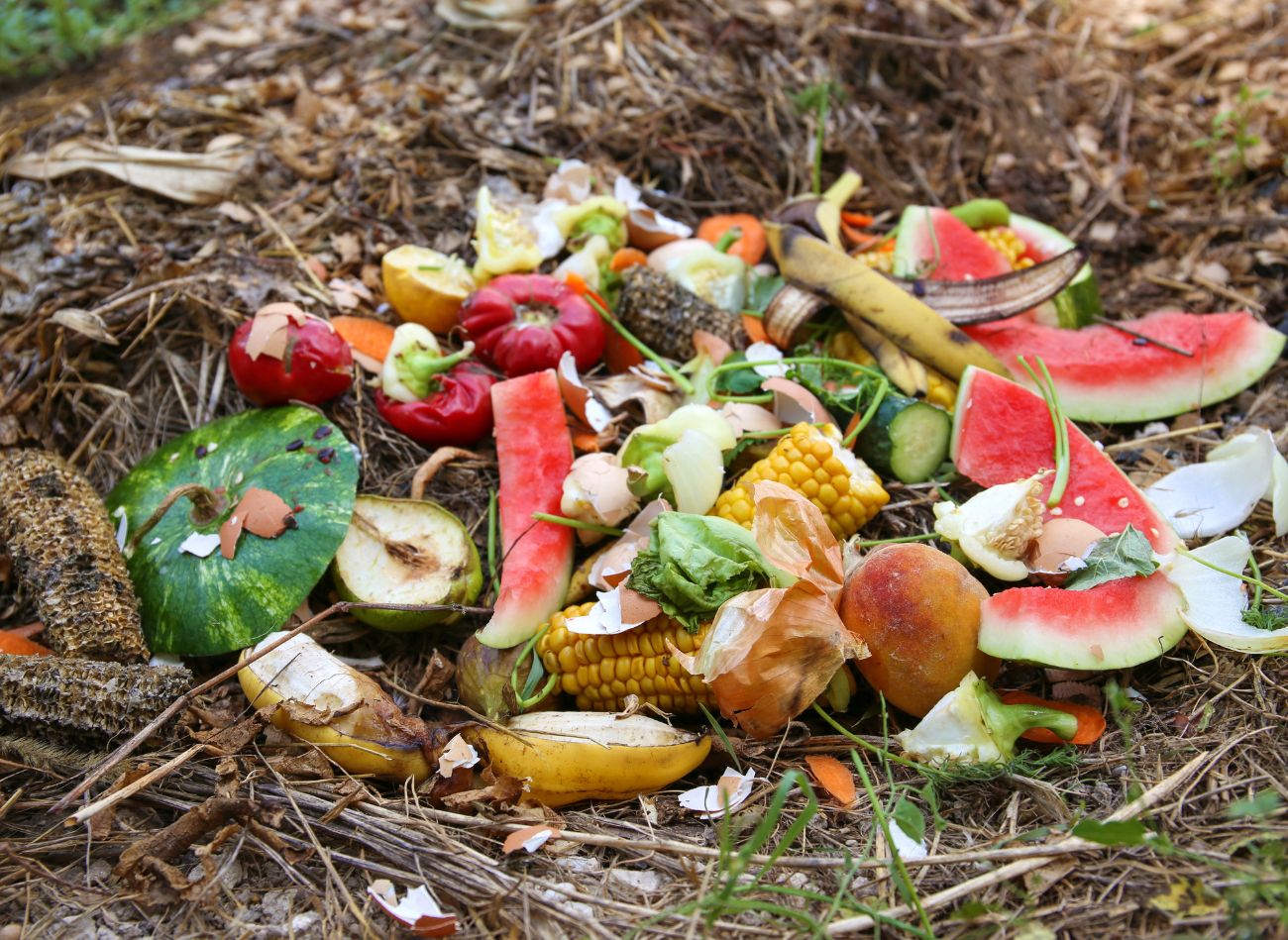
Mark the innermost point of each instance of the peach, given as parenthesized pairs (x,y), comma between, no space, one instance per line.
(917,609)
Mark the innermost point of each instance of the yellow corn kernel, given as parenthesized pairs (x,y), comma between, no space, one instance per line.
(601,671)
(812,463)
(1009,244)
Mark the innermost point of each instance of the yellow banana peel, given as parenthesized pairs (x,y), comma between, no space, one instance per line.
(866,296)
(320,699)
(574,756)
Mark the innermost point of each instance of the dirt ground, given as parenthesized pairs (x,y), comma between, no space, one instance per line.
(1134,127)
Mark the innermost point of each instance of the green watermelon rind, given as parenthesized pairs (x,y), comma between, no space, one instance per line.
(1113,626)
(210,605)
(1078,304)
(1109,500)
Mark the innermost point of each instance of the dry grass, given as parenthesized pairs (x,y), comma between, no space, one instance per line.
(1086,120)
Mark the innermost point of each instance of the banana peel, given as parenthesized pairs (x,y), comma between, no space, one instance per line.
(820,215)
(575,756)
(320,699)
(864,296)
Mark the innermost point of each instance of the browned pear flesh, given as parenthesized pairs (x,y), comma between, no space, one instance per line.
(918,612)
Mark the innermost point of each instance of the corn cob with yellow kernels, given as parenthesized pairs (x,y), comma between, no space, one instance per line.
(812,463)
(601,671)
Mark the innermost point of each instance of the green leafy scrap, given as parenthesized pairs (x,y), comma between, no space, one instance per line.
(1126,555)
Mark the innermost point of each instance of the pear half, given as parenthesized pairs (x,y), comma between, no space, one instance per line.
(406,552)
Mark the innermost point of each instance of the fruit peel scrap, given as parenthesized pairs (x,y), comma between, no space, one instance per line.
(417,910)
(772,652)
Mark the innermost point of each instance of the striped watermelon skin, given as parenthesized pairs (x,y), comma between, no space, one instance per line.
(209,605)
(1003,433)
+ + + + +
*SHORT EXERCISE*
Starting at the line that contains "Mark the innermost point of each instance of the browned" and ending at the last line of the items, recast each line as one string in a JSON list, leaving out any blank lines.

*TASK RESULT*
[
  "Mark the innermost point of each instance of the browned pear flesh, given as parenthesized pairs (x,y), comma between, no space, one instance per line.",
  "(918,612)",
  "Mark the innermost point of each instance of the corn cob with yellow kernels, given as parenthesized pairs (x,y), comma between, no space, one instance per line.",
  "(812,463)",
  "(601,671)",
  "Mark the innermost point of each instance of the green leafy scrap, given as parenthesized pairs (x,y), comma between, no space, one instance per line.",
  "(1126,555)",
  "Mark the innermost point of each instance of the pear half, given as parenthesized pairs (x,y), comma between, no space, one instance per line.",
  "(406,552)",
  "Mark the innermost point of each instance of the fruit peel scrap, given as parenthesized pairs (x,y), comma between, no space, one instance per line.",
  "(417,910)",
  "(772,652)",
  "Mark the innermost point of each instance of the striped watermelon skin, given as parenthesized pairs (x,y), comma between, no space, one instance per line.",
  "(209,605)",
  "(1003,433)"
]